**Problem requirements:** Reproduce exactly, with no other output, every line of the data below from the line containing "# for every" to the end, inclusive.

**Working data:**
★ ★ ★ ★ ★ ★ ★
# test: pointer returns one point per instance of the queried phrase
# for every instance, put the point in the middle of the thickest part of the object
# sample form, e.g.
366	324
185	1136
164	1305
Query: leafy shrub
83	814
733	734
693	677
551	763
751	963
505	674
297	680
★ ★ ★ ★ ★ ★ ★
**Your response:**
# for every instance, put the point in the middle of the thickest part of the object
# sample form, e.g.
366	324
185	1136
164	1305
Query: leafy shrub
83	814
733	734
693	677
551	763
751	963
505	674
297	680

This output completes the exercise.